══ Working data ══

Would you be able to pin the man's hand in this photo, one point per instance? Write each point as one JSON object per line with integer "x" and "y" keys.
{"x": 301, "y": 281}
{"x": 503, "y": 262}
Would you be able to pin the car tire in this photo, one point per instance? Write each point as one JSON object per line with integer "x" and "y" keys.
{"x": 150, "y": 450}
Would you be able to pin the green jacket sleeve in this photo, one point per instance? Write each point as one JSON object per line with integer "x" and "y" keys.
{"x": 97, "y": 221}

═══
══ Working data ══

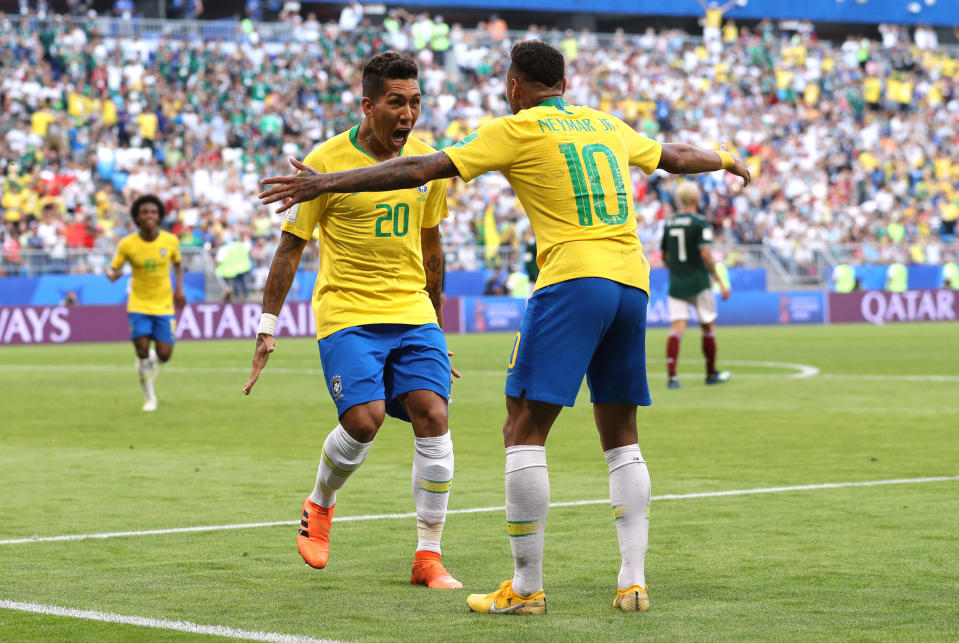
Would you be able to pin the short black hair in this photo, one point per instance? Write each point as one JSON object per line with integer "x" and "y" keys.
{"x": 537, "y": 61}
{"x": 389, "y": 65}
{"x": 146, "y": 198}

═══

Given instruction ▸
Count the lines above that contain the string "green", treating uppercase and lowercase as different. Reply with only the number.

Answer to this exercise ▸
1